» Your assignment
Below is a listing with pictures in it. Copy it exactly without them.

» Dataset records
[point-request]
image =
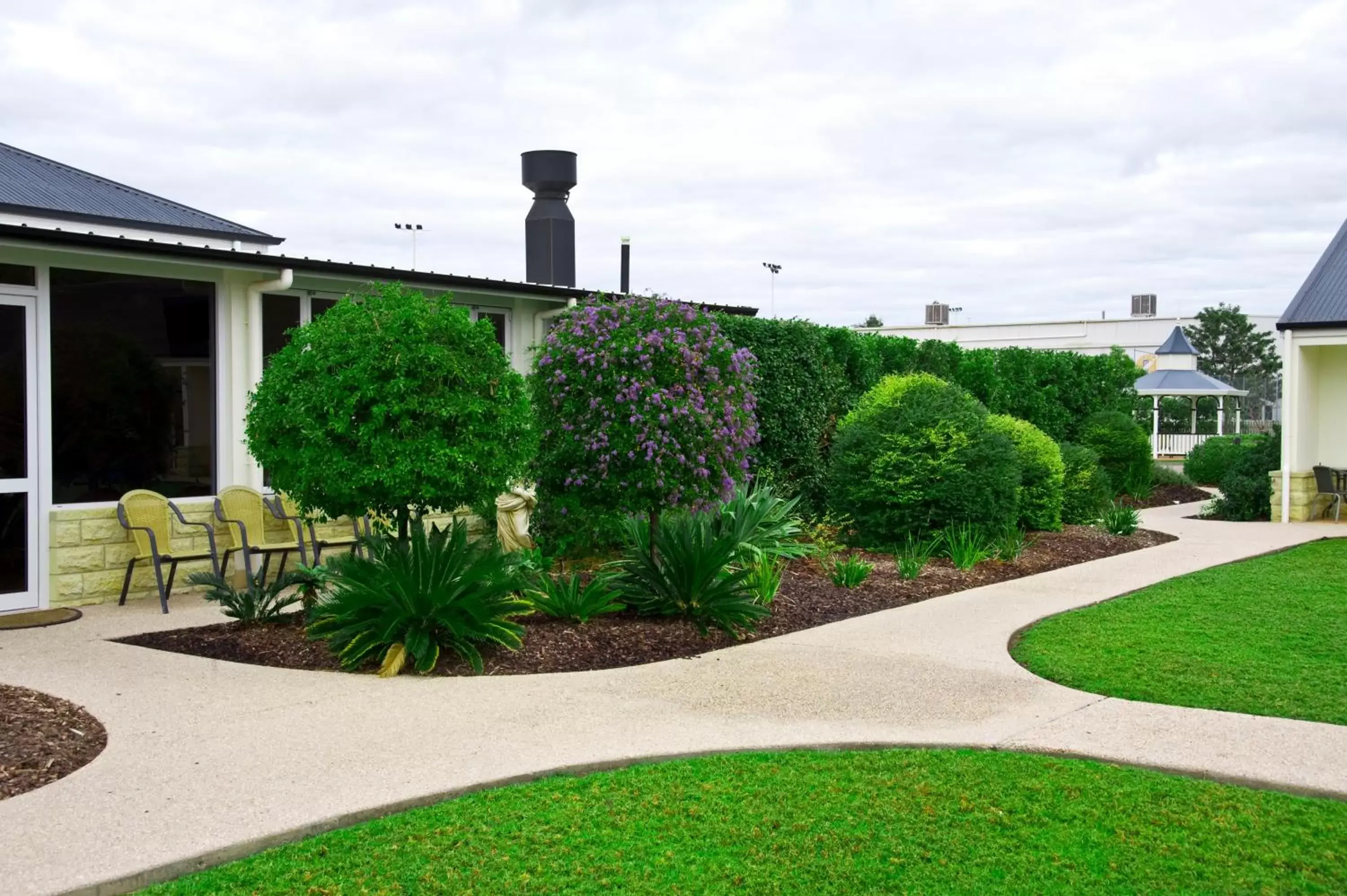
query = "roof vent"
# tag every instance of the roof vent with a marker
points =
(550, 229)
(938, 314)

» Solution
[point-request]
image =
query = "roof vent"
# tag every instance of the roof vent with a marker
points =
(550, 229)
(938, 314)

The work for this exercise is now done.